* **Assigned task A**: Reproduce the text about the Duke of Clarence portrait word for word, starting with "Portrait of the" and going on through "for seven years.".
* **Assigned task B**: Decide whether each statement below agrees with the text about the Duke of Clarence portrait, answering yes or no and quoting the deciding words of the text: (i) The Duke paid a fee of 600 guineas for the painting. (ii) The painting shows the Duke in naval uniform. (iii) Queen Victoria first placed the painting on the Grand Staircase at Buckingham Palace in 1846.

* **Selected passage**:
+---+
1827 painting by Thomas Lawrence

Portrait of the Duke of Clarence is an 1827 portrait painting by the British artist Thomas Lawrence. It depicts the future monarch William IV, then Duke of Clarence and heir presumptive to the British throne. It was one of a large number of portraits Lawrence produced featuring members of the House of Hanover.

==History and description==
Clarence was the third son of George III and served for many years in the Royal Navy. It was painted the same year that Clarence' was appointed Lord High Admiral by the Prime Minister George Canning. In 1830 he succeeded his brother as George IV and reigned for seven years.

Lawrence was the top portrait painter of the Regency era. The painting was commissioned by the Duke for a fee of 600 guineas. He shows the Duke in civilian dress in a dark buttoned-up tailcoat with his top hat under his arm. The more sober appearance of the painting has been interpreted as a deliberate contrast to the flamboyant style of his brother, a major patron of Lawrence who commissioned many of the works in the Waterloo Chamber at Windsor Castle from him.

The painting was displayed at the Royal Academy's Summer Exhibition of 1829 at Somerset House in London. It was still in Lawrence's studio at his death in January 1830. It remains in the Royal Collection and hangs on the Grand Staircase at Buckingham Palace where it was first placed by Queen Victoria in 1846.

==Bibliography==
- Albinson, Cassandra, Funnell, Peter & Peltz, Lucy. Thomas Lawrence: Regency Power and Brilliance. ISBN 0300167180. Yale University Press, 2010.
- Hamilton, C.I. The Making of the Modern Admiralty: British Naval Policy-Making, 1805–1927. ISBN 0521765188. Cambridge University Press, 2011.
- Levey, Michael. Sir Thomas Lawrence. ISBN 0300109989. Yale University Press, 2005.
+---+
* **Given material**:
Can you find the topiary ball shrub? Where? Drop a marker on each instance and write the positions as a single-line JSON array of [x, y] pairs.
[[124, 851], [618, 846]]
+---+
* **Result A**:
Portrait of the Duke of Clarence is an 1827 portrait painting by the British artist Thomas Lawrence. It depicts the future monarch William IV, then Duke of Clarence and heir presumptive to the British throne. It was one of a large number of portraits Lawrence produced featuring members of the House of Hanover.

==History and description==
Clarence was the third son of George III and served for many years in the Royal Navy. It was painted the same year that Clarence' was appointed Lord High Admiral by the Prime Minister George Canning. In 1830 he succeeded his brother as George IV and reigned for seven years.

* **Result B**:
(i) Yes: "The painting was commissioned by the Duke for a fee of 600 guineas."
(ii) No: "He shows the Duke in civilian dress in a dark buttoned-up tailcoat with his top hat under his arm."
(iii) Yes: "hangs on the Grand Staircase at Buckingham Palace where it was first placed by Queen Victoria in 1846."